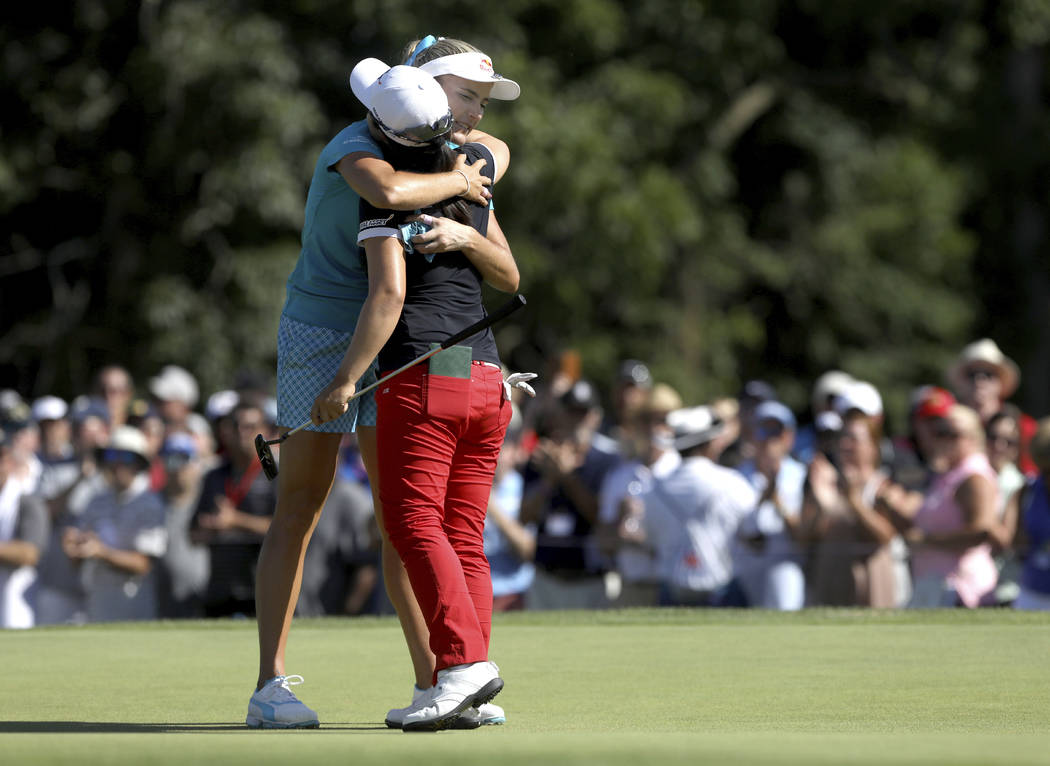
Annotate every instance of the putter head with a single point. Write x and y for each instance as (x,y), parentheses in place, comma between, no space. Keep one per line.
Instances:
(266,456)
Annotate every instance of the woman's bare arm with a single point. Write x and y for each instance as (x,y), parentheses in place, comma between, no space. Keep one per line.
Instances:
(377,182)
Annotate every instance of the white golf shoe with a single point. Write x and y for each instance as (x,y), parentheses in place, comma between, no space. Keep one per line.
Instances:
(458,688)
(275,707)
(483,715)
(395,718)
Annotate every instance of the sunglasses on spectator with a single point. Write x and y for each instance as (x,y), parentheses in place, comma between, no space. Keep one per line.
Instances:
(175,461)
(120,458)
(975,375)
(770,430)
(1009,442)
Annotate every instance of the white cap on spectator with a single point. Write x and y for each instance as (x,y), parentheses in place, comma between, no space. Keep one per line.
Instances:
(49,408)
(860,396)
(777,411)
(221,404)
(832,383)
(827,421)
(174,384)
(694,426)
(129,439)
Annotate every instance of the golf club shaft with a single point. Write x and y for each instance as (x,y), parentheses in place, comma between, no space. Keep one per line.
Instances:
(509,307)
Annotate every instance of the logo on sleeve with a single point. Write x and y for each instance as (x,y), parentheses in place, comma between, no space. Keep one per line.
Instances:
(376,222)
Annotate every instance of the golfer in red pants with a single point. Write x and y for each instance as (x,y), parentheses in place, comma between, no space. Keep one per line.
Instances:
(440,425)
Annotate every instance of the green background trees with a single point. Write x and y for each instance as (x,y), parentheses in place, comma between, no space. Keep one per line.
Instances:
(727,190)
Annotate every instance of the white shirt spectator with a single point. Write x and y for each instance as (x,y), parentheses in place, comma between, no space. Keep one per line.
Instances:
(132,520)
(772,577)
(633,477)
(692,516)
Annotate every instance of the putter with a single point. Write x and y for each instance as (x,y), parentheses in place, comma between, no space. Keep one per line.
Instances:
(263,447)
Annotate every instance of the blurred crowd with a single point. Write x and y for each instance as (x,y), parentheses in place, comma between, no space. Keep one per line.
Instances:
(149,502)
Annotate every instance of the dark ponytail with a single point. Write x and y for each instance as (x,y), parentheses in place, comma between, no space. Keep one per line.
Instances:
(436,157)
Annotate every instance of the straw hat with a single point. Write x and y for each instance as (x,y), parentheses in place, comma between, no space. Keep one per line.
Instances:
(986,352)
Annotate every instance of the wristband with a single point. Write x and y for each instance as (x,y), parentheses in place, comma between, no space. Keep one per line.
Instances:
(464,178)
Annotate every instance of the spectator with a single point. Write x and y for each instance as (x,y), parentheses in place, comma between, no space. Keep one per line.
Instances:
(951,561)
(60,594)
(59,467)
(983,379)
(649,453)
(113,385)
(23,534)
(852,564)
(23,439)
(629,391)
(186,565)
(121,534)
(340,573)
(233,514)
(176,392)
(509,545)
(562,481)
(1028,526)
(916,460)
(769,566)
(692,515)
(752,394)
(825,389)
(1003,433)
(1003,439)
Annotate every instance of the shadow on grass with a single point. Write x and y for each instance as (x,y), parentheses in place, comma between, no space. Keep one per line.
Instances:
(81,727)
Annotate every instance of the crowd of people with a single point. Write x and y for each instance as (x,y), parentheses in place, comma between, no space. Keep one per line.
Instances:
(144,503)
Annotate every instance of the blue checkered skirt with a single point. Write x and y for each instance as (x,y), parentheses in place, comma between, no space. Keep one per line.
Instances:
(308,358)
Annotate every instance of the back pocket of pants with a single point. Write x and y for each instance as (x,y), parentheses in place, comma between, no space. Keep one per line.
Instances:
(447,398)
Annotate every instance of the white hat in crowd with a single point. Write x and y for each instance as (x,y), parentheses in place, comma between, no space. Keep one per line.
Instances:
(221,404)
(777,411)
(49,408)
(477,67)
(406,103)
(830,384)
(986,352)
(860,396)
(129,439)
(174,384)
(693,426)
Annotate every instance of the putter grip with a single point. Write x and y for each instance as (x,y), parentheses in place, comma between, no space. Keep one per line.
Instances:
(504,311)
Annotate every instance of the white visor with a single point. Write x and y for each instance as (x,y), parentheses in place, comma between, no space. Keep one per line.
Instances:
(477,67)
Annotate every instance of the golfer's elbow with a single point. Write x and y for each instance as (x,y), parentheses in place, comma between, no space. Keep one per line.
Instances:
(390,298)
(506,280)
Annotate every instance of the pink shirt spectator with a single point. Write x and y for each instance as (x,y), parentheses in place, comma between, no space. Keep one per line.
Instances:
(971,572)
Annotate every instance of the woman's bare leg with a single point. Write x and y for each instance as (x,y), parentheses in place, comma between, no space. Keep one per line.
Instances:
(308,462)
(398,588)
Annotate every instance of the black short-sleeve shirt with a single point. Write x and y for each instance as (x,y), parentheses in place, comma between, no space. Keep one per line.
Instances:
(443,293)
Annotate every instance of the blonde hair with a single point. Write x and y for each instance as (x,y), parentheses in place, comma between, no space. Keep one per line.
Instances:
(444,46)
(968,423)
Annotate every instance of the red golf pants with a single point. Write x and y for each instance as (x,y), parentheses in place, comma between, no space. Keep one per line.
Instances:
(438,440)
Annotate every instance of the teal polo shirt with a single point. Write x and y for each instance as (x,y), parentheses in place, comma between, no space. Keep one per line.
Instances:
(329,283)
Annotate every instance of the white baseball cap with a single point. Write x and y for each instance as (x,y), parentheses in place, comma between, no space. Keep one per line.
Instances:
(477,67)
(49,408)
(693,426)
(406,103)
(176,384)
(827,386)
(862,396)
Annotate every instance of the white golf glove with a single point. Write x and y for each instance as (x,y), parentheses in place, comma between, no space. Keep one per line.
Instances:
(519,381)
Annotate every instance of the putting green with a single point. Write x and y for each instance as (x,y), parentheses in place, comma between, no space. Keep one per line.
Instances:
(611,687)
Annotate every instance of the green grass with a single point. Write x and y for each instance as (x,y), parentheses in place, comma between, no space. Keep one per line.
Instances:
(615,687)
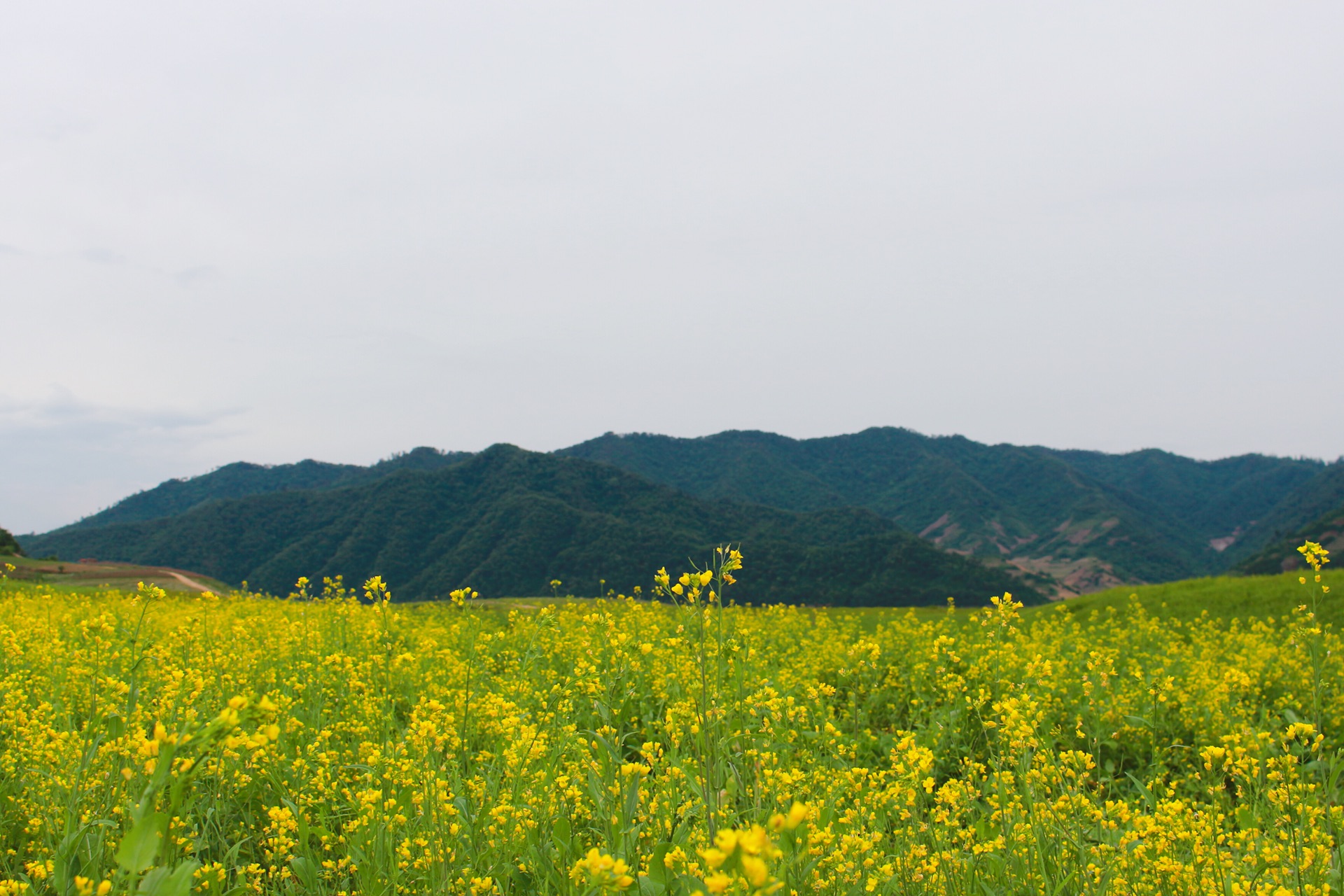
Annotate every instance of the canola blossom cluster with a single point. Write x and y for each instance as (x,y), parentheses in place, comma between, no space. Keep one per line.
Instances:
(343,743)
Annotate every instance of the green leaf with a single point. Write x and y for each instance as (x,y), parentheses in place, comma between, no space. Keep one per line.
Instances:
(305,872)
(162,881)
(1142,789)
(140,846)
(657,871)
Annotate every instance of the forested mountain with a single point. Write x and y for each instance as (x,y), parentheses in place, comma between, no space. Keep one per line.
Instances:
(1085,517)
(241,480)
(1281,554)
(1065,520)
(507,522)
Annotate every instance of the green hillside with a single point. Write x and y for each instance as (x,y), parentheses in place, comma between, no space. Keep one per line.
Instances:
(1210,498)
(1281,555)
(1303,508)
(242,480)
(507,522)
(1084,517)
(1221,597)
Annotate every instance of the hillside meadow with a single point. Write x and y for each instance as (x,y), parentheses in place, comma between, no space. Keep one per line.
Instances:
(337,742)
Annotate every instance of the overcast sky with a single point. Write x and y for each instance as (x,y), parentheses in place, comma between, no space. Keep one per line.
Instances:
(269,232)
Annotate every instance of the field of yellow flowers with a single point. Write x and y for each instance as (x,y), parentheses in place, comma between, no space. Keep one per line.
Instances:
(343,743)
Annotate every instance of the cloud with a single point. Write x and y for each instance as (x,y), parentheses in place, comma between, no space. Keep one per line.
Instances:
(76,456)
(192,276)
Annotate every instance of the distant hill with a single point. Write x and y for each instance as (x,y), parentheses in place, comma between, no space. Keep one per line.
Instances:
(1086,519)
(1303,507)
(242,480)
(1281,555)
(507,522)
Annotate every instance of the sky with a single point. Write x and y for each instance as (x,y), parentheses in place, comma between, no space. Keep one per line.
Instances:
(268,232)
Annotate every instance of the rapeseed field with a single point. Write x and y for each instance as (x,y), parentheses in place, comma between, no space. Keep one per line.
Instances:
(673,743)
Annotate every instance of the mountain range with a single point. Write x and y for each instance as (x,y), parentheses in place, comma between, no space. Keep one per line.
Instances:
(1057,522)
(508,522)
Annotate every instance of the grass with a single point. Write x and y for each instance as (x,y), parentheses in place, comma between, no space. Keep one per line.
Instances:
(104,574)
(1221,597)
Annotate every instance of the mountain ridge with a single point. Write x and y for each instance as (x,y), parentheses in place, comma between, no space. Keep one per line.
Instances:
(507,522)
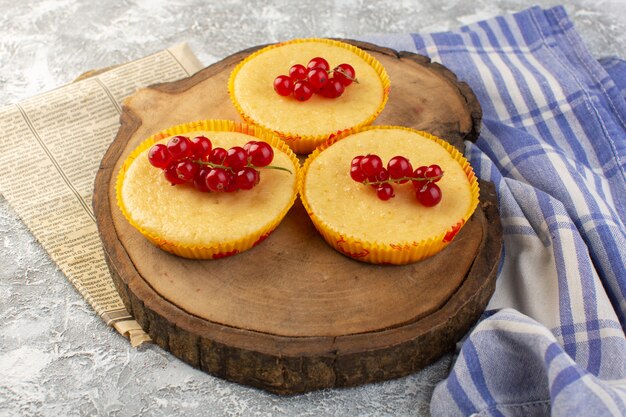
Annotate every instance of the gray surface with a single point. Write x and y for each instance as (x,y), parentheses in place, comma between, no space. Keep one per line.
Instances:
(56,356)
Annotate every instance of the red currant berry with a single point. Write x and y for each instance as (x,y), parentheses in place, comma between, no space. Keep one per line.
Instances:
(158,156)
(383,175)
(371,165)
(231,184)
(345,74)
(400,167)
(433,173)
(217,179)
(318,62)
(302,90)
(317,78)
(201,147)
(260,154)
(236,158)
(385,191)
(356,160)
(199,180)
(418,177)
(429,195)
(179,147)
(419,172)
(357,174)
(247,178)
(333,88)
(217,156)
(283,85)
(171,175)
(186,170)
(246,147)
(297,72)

= = = =

> _EXERCISE PROMPT_: All lines from the one holding "Annotate every instance of the grass" through the last line of the entries, and nothing else, are to be output exactly; leave out the pictures.

> _WORKED SOLUTION_:
Annotate every instance of the grass with a single point. Write x and y for each instance as (x,y), parentheses in place, comma between, no space. Keep one per line.
Instances:
(104,574)
(1221,597)
Annotate every instance of the mountain ridge with a single point. Write x and y for each instance as (x,y), parentheses in place, comma between, no space. Keep one per line.
Instances:
(507,522)
Annotate every instance of the gray surface with a single point. Write x and y for each instance as (x,y), parentheses in place, comma between, no space. Keep one per line.
Instances:
(56,356)
Annotate every instance of the red currant berry with a single point. Write x and y for each instance as (x,y), parentheses in place, comma between, no space. Keep one per line.
Instances:
(158,156)
(383,175)
(371,165)
(231,184)
(345,74)
(400,167)
(433,173)
(217,179)
(318,62)
(302,90)
(317,78)
(201,147)
(260,154)
(236,158)
(385,191)
(356,160)
(199,180)
(418,177)
(429,195)
(179,147)
(419,172)
(357,174)
(247,178)
(333,88)
(217,156)
(283,85)
(171,175)
(186,170)
(246,147)
(297,72)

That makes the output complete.